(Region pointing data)
——————————

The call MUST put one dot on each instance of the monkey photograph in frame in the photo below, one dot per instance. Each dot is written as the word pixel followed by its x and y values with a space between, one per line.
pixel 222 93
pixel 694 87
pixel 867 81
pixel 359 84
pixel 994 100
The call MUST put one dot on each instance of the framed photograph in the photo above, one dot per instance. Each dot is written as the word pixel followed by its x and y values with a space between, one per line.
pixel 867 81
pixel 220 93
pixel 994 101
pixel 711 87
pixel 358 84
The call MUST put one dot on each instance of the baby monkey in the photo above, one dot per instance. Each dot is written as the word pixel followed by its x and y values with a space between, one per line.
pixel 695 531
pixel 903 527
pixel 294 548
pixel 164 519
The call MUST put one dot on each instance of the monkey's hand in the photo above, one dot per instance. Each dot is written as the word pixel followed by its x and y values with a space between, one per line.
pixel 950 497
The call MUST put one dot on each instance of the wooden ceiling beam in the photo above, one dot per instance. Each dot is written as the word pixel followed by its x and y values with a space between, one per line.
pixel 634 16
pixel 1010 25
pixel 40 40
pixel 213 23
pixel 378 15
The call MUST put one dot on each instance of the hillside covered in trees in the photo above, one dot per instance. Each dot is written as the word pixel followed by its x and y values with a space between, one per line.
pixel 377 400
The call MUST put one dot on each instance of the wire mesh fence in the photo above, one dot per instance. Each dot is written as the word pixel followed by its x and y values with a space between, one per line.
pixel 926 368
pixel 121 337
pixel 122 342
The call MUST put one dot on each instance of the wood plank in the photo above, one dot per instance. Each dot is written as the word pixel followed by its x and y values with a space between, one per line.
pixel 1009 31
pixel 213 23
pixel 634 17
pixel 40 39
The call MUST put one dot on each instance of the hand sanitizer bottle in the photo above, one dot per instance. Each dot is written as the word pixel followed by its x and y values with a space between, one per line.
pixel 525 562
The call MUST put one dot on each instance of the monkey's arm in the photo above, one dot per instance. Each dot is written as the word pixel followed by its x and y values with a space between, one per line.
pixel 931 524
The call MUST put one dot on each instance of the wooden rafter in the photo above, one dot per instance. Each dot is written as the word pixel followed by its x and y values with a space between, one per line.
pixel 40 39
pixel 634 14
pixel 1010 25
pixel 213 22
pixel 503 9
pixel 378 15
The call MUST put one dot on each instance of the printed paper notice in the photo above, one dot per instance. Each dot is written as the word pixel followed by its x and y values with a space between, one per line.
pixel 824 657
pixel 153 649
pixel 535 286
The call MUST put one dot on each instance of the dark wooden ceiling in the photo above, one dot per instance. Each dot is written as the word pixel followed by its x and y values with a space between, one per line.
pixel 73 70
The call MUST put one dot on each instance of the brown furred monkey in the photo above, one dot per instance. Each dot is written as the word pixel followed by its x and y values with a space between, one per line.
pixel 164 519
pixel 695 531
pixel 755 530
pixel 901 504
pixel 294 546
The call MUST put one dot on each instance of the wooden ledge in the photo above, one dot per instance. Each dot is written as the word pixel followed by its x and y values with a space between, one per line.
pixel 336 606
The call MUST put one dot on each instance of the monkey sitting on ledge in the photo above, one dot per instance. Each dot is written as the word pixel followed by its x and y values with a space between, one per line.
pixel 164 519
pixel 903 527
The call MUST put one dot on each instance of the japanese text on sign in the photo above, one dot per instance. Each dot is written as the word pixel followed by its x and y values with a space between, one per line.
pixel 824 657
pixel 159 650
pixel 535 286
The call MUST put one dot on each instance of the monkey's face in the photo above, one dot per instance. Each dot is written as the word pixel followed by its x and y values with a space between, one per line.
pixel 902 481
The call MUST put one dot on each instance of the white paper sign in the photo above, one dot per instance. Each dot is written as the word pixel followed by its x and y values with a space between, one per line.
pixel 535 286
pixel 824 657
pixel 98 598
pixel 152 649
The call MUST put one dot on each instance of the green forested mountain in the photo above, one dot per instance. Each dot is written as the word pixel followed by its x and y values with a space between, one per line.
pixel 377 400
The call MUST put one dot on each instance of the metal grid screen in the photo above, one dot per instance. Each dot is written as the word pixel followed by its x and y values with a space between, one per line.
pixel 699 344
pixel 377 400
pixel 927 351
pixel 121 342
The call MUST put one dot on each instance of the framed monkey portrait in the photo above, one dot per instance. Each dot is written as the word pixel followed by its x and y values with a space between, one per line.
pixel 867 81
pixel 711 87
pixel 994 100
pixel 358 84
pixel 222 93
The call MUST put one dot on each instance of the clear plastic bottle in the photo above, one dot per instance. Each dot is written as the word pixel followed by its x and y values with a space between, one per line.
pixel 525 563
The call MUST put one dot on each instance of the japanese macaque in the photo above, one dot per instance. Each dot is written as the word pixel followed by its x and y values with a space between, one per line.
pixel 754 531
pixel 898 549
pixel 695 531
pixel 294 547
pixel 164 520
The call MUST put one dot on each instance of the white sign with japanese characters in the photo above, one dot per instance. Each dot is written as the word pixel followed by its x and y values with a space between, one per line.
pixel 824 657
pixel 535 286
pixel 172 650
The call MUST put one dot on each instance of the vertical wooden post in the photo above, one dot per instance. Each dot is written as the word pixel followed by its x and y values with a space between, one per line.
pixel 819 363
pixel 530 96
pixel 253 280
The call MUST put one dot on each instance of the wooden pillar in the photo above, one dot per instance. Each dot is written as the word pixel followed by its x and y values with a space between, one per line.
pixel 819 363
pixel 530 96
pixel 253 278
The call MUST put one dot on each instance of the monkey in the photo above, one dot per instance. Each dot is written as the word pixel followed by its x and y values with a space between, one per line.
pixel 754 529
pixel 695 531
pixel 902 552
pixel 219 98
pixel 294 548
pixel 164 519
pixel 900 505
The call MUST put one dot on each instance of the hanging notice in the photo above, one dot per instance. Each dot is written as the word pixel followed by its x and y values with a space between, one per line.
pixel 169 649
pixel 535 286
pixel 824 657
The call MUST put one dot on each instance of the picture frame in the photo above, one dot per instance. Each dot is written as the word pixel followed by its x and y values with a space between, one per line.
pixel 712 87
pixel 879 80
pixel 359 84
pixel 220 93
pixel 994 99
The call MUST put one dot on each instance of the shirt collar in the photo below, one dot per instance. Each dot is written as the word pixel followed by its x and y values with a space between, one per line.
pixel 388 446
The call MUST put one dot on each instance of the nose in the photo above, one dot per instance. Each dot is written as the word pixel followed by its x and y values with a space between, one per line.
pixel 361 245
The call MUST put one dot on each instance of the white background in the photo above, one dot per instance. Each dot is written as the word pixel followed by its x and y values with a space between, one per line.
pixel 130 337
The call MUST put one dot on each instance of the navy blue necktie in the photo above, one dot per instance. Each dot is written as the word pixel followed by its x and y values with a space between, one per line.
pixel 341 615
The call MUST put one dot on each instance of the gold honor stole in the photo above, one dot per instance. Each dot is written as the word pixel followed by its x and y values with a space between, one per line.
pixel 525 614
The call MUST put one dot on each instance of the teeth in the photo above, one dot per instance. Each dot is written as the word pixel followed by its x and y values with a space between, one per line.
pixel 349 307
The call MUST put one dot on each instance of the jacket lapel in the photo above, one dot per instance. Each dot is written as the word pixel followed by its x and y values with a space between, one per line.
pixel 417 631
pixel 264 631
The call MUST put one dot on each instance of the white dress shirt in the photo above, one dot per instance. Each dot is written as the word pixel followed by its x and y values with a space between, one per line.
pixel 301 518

——————————

Activity: To complete the exercise, print all of the entries exactly.

Finished exercise:
The call MUST put one dot on each instance of the monkey photograph in frame in the photo below, one dot per instance. Each dot is written as the word pixel followed by its x and y values with a space between, one per line.
pixel 222 93
pixel 694 87
pixel 867 81
pixel 359 84
pixel 994 100
The call MUST put one dot on each instance of the framed photograph in the photo above, one dot per instance. Each dot is written as the word pixel followed by its x and y values with a space between, one per line.
pixel 867 81
pixel 220 93
pixel 994 101
pixel 711 87
pixel 358 84
The call MUST put one dot on each instance of the baby monkey in the photo above, one dot per instance. Each dot is written as the word pixel followed by its x and y values with a space between, one per line.
pixel 695 531
pixel 903 527
pixel 294 548
pixel 164 519
The call MUST put one dot on each instance of the monkey's hand in the photo above, one dot per instance. Each dot is written as the word pixel followed by its x and y values with a space between, one per line.
pixel 950 497
The call MUST put one dot on each instance of the wooden ceiling beam in the photo above, one dot per instance. Each dot is written as the word pixel followed by its x and y values with a space between, one per line.
pixel 634 16
pixel 1010 25
pixel 40 40
pixel 213 23
pixel 378 15
The call MUST put one dot on each instance of the hillside covered in trees in the photo above, one dot per instance. Each dot is written as the word pixel followed by its x and y values with a space between, one per line.
pixel 377 400
The call MUST put one dot on each instance of the wire mesh fence in the photo above, one dot per instance. Each dot is written as the word pixel followed by its x and y values with a space between, one per line.
pixel 926 368
pixel 121 337
pixel 122 342
The call MUST put one dot on each instance of the wood plank in the photo above, one dot per instance. Each dot is written as the word pixel followed by its x and y values with a space between, one per line.
pixel 1009 31
pixel 213 23
pixel 634 17
pixel 40 39
The call MUST put one dot on each instance of the hand sanitizer bottle in the photo above, one dot per instance. Each dot is written as the word pixel followed by its x and y values with a space between, one per line.
pixel 525 562
The call MUST put one dot on each instance of the monkey's arm in the photo above, one dot per instance. Each dot is written as the word pixel followed by its x and y values with a space between, one per line.
pixel 931 524
The call MUST put one dot on each instance of the wooden rafter in the photo above, one dot per instance. Each dot is written as the word pixel followed by its x and y values with a space between, one per line.
pixel 40 39
pixel 634 14
pixel 1010 25
pixel 213 22
pixel 503 9
pixel 378 15
The call MUST put one dot on each instance of the printed paper notice in the photo above, one dot per instance. Each dot is written as the word pixel followed by its x and y values with a space between, one per line.
pixel 824 657
pixel 153 649
pixel 535 286
The call MUST put one dot on each instance of the dark wooden ceiling in the photo above, one dot per instance. Each dot is written as the word pixel followed by its x and y values with a space between, one per line.
pixel 73 70
The call MUST put one dot on each instance of the brown furred monkey in the photo above, one dot per instance. Each dot is written as the word pixel followed by its x and y values with a space between, one per line.
pixel 164 519
pixel 695 531
pixel 755 530
pixel 901 504
pixel 294 546
The call MUST put one dot on each instance of the wooden ledge in the photo above, one dot per instance. Each dot is written as the word pixel followed by its x and y values with a space between, one per line.
pixel 336 606
The call MUST put one dot on each instance of the monkey sitting on ledge in the photo above, one dot per instance. Each dot is written as the word pixel followed by its x and y values with a space between, one per line.
pixel 164 519
pixel 903 527
The call MUST put one dot on each instance of the japanese text on sign in the photo above, one dot per instance. Each dot is written as the word pixel followed by its x and y values with a space between, one per line.
pixel 824 657
pixel 159 650
pixel 535 286
The call MUST put one dot on each instance of the monkey's face in the photo above, one dot per instance. Each dot is written as the word pixel followed by its x and y values with a space between, one per line.
pixel 902 481
The call MUST put one dot on each instance of the white paper sign in the photo above, one dot per instance. Each dot is written as the word pixel followed by its x and y values with a space between, one per line.
pixel 535 286
pixel 824 657
pixel 98 598
pixel 152 649
The call MUST put one dot on each instance of the green forested mountain in the photo above, one dot per instance. Each dot is written as the word pixel followed by its x and y values with a space between, one per line.
pixel 377 400
The call MUST put one dot on each instance of the metal grid screen in the photo above, one dot per instance. Each dot is written as the word pixel followed by its x and y values with a space between, one per line.
pixel 699 344
pixel 377 400
pixel 927 351
pixel 121 342
The call MUST put one dot on each instance of the framed monkey portrait in the photo above, one dot per instance. Each dot is written as the word pixel followed by its x and y values with a space between, one per line.
pixel 867 81
pixel 711 87
pixel 994 100
pixel 358 84
pixel 222 93
The call MUST put one dot on each instance of the clear plastic bottle in the photo above, one dot per instance. Each dot is written as the word pixel followed by its x and y values with a space between, one per line.
pixel 525 563
The call MUST put one dot on each instance of the japanese macaque in the photo above, one dot per instance. Each dot is written as the word pixel followed by its x and y values with a space between, one per line.
pixel 754 531
pixel 898 549
pixel 695 531
pixel 294 547
pixel 164 520
The call MUST put one dot on each instance of the white sign with japanese characters in the photo above, one dot per instance. Each dot is written as the word pixel followed by its x and y values with a space between, one per line.
pixel 824 657
pixel 535 286
pixel 172 650
The call MUST put one dot on each instance of the vertical wooden post in the photo above, one dot per instance. Each dot is written as the word pixel followed by its x and y values with a space between, one per line.
pixel 819 363
pixel 530 96
pixel 253 280
The call MUST put one dot on each instance of the wooden pillar in the photo above, one dot per instance. Each dot is written as the word pixel followed by its x and y values with a space between, one per line.
pixel 819 363
pixel 530 96
pixel 253 278
The call MUST put one dot on each instance of the monkey in the photo above, one dot per instance. Each dot is written as the word pixel followed by its x and y values with a space between, one per line.
pixel 754 529
pixel 695 531
pixel 902 552
pixel 219 98
pixel 294 548
pixel 164 519
pixel 900 505
The call MUST put one dot on each instance of the hanging notice in the photo above, one dot per instance. Each dot is written as the word pixel followed by its x and y values with a space between, one per line.
pixel 169 649
pixel 535 286
pixel 824 657
The call MUST put one dot on each instance of the picture frame in the photo above, one dot per instance. Each dot is written as the word pixel followed by its x and y values with a space between, one per line.
pixel 712 87
pixel 879 80
pixel 359 84
pixel 220 93
pixel 994 99
The call MUST put one dot on each instance of the shirt collar in the photo below, one dot per instance. Each dot is written as the word pixel followed by its x and y values with a space between, one per line.
pixel 388 446
The call MUST put one dot on each instance of the nose in the photo above, one dot per instance. Each dot is written as the word pixel followed by its x and y values with a space between, one per line.
pixel 361 245
The call MUST put one dot on each instance of the white background in the photo above, one dot per instance. Each dot is written as the word pixel followed by its x and y values with a space between, one per line.
pixel 130 337
The call MUST put one dot on each instance of the navy blue necktie in the photo above, one dot per instance. Each dot is written as the word pixel followed by its x and y values with a space between, one per line.
pixel 341 615
The call MUST put one dot on each instance of the gold honor stole in the photo above, one dot per instance. Each dot is written as the word pixel followed by its x and y values with a space between, one per line.
pixel 525 614
The call MUST put one dot on each instance of the teeth in the photo above, one dot per instance. Each dot is written as the word pixel followed by its x and y values with a space between, one per line.
pixel 349 307
The call MUST put one dot on each instance of the jacket lapel in the photo above, one dot per instance. Each dot is written as the word pixel followed by its x and y values with a space between, one per line.
pixel 417 631
pixel 264 631
The call MUST put one dot on each instance of the white dress shirt in the photo above, one dot per instance. Each dot is written as the word pixel followed by its x and y values with a space between, one per line.
pixel 301 518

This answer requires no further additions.